TEXTE PRÉSENTÉ ::

Ses Enfants

 

L’attitude de Rousseau à l’égard de ses enfants a été vivement critiquée.
Parfois la critique est directe comme le fait Voltaire dans une lettre à M, de Chabanon en 1766 :

« Voyez Jean Jacques Rousseau, il traîne avec lui la belle demoiselle Levasseur, sa blanchisseuse, âgée de cinquante ans, à laquelle il a fait trois enfants, qu’il a pourtant abandonnés pour s’attacher à l’éducation du seigneur Émile, et pour en faire un bon menuisier. »

Jean Jacques Rousseau quant-à lui avoue avoir abandonné cinq enfants et non trois comme le dit Voltaire. En 1766, Rousseau a 54 ans et Thérèse en a 45.

 

Parfois  la critique est indirecte ; V. Hugo dans Les Misérables  souligne d’abord l’ambiguïté du cas Rousseau :

« …le hasard faisait que Marius passait rue Jean Jacques Rousseau entre Enjolras et Courfeyrac. Courfeyrac lui prenait le bras.

– Faites attention. Ceci est la rue Plâtrière, nommée aujourd’hui rue Jean Jacques Rousseau, à cause d’un ménage singulier qui l’habitait il y a une soixantaine d’années. C’étaient Jean Jacques et Thérèse. De temps en temps, il naissait là de petits êtres. Thérèse les enfantait, Jean Jacques les enfantrouvait. Et Enjolras rudoyait Courfeyrac.

– Silence devant Jean Jacques ! Cet homme, je l’admire. Il a renié ses enfants, soit ; mais il a adopté le peuple  » (Les Misérables 3ème partie, Livre IV, Chapitre 3).

 

Victor Hugo est plus sévère quelques chapitres plus loin en donnant la parole au père Thénardier, parâtre et bourreau d’enfants :

« …, la Thénardier avait eu, ou fait semblant d’avoir, un scrupule. Elle avait dit à son mari :

– Mais c’est abandonner ses enfants, cela !

CONSIGNES ::
- a) Recopiez mot pour mot le passage du texte présenté situé entre « Jean Jacques Rousseau quant-à » et « Thérèse en a 45. », ces deux bornes incluses.
- b) Répondez à ces questions sur le texte présenté :
(i) Combien d'enfants Rousseau avoue-t-il avoir abandonnés ?
(ii) Quel âge a Thérèse en 1766 ?
(iii) Selon Courfeyrac, comment s'appelait auparavant la rue Jean Jacques Rousseau ?
Répondez en vous fondant uniquement sur le texte présenté.

ENTRÉES RÉPERTORIÉES ::
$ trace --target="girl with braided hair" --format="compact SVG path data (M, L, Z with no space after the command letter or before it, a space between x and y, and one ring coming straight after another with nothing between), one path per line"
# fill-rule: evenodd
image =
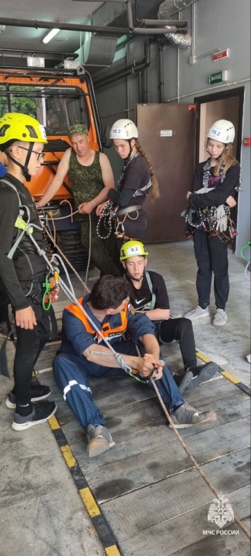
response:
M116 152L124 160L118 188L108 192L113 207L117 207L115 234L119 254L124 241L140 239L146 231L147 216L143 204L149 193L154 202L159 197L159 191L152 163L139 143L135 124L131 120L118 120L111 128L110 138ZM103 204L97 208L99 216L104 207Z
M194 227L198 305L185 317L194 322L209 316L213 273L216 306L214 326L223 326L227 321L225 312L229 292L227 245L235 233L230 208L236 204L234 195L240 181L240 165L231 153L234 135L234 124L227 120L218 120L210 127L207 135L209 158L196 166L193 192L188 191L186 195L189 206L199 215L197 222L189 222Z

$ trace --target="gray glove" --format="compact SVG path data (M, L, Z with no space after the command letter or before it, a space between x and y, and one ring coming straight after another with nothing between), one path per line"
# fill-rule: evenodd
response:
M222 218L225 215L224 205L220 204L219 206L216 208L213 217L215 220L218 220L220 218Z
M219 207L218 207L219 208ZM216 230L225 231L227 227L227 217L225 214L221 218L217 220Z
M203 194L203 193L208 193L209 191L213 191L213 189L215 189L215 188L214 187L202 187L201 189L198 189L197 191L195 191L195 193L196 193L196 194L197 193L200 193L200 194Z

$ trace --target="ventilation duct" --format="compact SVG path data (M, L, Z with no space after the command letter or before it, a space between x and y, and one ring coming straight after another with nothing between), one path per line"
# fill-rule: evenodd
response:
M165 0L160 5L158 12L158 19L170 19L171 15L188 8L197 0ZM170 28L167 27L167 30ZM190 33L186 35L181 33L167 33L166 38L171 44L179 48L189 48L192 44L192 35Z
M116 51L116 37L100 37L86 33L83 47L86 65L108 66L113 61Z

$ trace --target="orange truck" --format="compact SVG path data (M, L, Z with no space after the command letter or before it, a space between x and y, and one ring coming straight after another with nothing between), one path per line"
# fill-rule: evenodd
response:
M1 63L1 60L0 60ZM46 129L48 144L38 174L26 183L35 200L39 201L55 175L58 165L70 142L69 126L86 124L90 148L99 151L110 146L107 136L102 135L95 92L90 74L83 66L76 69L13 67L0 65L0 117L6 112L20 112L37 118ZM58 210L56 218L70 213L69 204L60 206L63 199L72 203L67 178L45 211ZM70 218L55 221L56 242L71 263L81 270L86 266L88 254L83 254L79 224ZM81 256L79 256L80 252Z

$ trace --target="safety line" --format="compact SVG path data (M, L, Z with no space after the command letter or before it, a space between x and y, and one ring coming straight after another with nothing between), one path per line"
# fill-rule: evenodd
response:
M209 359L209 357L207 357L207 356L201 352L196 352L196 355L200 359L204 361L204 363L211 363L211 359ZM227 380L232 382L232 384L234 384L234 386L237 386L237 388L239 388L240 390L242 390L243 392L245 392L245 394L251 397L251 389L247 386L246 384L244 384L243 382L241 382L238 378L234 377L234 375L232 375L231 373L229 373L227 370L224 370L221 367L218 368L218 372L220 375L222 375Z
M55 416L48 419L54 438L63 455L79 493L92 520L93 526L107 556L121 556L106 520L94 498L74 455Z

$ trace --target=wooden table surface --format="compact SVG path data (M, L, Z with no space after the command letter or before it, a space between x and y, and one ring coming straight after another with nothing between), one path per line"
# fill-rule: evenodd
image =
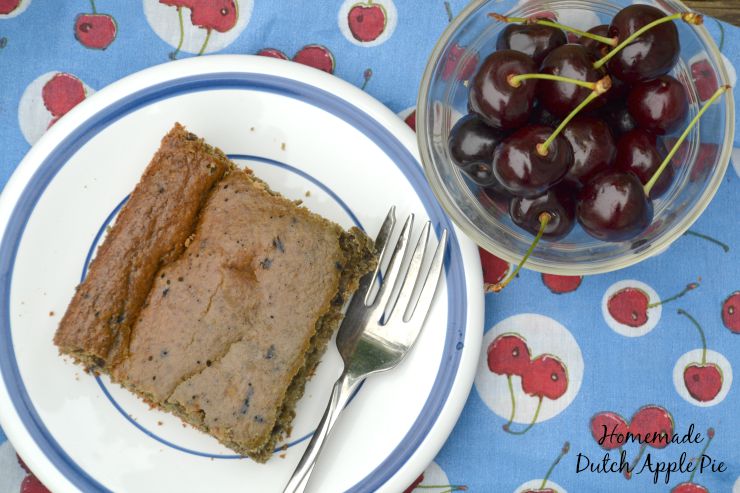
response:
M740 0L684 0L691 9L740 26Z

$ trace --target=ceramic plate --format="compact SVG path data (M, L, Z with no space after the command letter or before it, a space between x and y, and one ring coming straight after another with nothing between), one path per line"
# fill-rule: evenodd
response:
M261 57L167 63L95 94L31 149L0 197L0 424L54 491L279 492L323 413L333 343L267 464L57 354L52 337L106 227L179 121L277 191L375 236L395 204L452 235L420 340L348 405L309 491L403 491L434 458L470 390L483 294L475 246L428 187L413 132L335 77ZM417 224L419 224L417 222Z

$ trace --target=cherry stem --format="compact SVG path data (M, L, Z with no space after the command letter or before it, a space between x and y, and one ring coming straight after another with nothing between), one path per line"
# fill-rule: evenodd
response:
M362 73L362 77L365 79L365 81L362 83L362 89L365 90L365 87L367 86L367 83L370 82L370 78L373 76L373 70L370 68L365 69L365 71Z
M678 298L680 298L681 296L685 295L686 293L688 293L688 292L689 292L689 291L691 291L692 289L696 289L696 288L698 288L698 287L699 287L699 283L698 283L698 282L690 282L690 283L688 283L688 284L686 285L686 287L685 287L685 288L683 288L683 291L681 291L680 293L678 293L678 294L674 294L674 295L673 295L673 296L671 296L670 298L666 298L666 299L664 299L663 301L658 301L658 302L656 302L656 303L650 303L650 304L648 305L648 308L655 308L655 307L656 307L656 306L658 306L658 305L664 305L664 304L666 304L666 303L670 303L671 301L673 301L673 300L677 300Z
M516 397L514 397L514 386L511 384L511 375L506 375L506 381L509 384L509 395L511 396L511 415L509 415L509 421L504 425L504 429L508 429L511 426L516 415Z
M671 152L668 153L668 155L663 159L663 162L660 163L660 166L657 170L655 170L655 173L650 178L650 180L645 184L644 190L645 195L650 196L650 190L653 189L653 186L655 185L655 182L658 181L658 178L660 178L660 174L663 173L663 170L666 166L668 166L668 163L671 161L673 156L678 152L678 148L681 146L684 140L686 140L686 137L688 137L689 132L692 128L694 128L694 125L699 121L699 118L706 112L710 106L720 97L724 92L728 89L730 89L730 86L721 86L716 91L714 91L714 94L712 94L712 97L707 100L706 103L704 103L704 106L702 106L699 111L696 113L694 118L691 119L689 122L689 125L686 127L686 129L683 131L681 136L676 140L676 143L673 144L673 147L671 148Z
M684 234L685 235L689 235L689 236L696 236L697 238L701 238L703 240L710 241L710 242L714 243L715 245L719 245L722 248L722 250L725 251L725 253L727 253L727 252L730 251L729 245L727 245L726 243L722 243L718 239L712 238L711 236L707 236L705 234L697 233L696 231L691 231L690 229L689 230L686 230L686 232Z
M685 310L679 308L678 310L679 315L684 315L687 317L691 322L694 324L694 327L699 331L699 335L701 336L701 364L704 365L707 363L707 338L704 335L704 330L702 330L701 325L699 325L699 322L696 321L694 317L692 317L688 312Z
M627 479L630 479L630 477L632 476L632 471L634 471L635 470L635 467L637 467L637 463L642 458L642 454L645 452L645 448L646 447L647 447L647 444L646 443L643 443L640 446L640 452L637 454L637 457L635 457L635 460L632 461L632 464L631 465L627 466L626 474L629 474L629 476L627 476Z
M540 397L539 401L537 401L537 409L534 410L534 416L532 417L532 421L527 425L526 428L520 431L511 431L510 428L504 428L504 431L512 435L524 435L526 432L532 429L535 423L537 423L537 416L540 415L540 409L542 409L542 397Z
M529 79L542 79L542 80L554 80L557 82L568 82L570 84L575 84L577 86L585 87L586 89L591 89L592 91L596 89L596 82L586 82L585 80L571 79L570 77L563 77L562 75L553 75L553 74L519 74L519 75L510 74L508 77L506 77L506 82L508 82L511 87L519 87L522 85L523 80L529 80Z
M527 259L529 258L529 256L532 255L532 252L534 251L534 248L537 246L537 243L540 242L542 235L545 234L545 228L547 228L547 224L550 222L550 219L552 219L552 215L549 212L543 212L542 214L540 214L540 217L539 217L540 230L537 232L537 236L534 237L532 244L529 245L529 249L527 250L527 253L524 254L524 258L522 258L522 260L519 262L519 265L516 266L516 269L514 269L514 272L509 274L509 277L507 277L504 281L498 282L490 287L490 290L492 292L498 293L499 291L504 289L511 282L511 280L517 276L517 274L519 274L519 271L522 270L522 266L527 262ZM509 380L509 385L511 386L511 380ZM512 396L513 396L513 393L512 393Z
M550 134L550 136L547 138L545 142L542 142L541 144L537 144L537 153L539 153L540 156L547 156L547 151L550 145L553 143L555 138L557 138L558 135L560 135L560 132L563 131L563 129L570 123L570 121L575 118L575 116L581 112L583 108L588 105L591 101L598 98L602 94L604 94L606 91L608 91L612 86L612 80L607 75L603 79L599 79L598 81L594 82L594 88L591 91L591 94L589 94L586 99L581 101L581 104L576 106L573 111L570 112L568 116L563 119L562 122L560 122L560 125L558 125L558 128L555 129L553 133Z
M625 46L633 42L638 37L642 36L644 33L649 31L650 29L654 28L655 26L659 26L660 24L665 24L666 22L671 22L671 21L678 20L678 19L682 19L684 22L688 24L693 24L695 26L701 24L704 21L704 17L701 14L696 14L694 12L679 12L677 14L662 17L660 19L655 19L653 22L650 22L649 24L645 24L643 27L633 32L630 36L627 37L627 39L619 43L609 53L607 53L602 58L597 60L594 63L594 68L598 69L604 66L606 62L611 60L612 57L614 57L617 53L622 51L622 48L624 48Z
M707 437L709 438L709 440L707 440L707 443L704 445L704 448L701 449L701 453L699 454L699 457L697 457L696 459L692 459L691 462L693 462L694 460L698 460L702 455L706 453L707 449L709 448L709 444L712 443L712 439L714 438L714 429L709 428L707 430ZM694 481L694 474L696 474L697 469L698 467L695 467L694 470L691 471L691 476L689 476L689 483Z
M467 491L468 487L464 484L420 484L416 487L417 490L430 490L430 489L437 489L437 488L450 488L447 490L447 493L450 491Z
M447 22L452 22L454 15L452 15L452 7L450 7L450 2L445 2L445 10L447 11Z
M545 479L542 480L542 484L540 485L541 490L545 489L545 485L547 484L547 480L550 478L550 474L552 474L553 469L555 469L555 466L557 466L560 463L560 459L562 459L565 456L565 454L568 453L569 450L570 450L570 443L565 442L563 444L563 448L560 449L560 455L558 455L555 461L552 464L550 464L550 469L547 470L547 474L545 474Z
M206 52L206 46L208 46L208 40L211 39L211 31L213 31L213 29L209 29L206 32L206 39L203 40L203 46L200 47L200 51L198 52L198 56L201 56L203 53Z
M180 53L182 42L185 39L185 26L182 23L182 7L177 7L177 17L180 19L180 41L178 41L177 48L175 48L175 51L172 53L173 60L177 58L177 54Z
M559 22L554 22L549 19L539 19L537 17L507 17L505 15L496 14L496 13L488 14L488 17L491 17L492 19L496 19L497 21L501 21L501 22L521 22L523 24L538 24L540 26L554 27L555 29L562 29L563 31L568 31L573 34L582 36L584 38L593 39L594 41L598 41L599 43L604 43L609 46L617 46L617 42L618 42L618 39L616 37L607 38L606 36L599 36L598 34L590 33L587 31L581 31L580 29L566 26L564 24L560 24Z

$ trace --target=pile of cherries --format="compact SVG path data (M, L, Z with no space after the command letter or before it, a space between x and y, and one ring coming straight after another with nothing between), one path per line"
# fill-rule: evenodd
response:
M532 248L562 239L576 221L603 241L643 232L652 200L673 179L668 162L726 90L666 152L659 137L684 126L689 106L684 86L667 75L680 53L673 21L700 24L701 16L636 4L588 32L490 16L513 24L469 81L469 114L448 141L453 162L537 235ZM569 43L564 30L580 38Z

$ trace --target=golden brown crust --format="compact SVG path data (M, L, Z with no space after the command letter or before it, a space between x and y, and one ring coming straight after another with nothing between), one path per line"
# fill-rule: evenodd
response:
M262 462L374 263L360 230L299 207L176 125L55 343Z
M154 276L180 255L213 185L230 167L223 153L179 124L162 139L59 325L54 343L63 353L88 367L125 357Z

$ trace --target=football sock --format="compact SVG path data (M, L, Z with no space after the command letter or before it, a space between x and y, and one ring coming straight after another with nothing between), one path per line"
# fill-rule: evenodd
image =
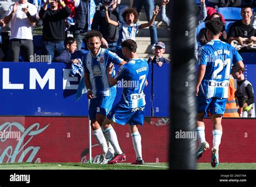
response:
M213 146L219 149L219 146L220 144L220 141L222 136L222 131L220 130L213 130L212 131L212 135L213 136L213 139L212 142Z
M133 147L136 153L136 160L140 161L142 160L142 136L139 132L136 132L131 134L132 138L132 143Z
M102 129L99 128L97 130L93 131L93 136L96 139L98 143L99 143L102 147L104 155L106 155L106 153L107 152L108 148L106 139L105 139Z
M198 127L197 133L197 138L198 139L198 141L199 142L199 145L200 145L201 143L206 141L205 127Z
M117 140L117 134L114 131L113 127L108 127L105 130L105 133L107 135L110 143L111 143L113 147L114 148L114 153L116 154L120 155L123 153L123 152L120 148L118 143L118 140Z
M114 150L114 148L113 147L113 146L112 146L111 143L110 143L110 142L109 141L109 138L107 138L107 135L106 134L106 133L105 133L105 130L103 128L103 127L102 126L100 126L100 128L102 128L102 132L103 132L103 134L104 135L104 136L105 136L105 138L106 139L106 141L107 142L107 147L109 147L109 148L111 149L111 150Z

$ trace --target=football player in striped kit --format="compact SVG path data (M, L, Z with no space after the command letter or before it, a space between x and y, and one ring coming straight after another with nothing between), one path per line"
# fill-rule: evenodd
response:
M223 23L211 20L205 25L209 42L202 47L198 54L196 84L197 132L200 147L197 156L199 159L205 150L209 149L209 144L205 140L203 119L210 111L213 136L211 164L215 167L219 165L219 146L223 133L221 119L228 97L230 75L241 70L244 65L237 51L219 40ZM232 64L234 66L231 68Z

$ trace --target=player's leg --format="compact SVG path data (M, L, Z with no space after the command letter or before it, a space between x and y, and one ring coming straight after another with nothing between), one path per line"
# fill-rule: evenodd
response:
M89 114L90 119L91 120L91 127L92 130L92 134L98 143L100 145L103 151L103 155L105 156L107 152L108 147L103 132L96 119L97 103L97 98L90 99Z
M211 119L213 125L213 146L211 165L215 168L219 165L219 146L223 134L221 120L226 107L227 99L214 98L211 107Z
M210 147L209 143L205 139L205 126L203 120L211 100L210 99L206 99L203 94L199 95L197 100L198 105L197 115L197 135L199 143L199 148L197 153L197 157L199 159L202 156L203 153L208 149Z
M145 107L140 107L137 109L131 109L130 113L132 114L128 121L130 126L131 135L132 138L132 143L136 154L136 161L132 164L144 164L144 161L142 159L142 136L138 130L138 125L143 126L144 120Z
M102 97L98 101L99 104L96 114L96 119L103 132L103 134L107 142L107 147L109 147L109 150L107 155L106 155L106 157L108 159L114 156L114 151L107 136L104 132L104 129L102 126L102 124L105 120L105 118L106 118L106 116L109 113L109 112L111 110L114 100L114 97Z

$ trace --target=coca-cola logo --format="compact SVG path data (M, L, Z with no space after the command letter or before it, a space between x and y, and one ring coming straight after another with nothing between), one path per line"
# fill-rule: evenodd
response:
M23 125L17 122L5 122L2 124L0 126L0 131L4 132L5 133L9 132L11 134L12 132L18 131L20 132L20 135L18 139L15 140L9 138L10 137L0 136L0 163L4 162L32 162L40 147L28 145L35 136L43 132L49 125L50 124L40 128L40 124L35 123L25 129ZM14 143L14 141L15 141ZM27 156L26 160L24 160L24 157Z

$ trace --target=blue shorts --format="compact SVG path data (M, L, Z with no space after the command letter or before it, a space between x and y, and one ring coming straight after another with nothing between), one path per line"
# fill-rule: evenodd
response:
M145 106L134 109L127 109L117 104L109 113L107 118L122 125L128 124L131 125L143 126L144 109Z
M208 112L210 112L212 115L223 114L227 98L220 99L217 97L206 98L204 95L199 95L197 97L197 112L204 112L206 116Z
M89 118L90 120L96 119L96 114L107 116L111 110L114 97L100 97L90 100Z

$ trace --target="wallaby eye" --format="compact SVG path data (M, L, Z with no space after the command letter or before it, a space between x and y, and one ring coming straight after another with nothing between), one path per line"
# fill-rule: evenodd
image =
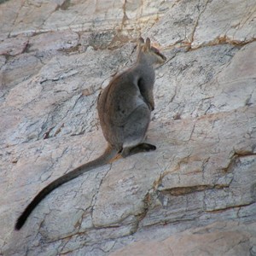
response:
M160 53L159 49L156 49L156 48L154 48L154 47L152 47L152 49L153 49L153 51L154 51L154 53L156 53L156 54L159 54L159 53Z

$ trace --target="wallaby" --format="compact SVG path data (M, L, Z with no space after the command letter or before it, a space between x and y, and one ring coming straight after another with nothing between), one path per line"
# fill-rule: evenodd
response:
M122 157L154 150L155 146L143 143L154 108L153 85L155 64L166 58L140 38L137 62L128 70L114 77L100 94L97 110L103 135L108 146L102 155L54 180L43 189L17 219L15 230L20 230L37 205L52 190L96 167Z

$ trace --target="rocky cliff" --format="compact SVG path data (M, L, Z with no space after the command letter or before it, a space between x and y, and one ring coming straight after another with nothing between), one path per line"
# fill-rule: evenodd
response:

CORRIGÉ ::
- a)
Jean Jacques Rousseau quant-à lui avoue avoir abandonné cinq enfants et non trois comme le dit Voltaire. En 1766, Rousseau a 54 ans et Thérèse en a 45.

- b)
(i) Cinq enfants.
(ii) 45 ans.
(iii) La rue Plâtrière.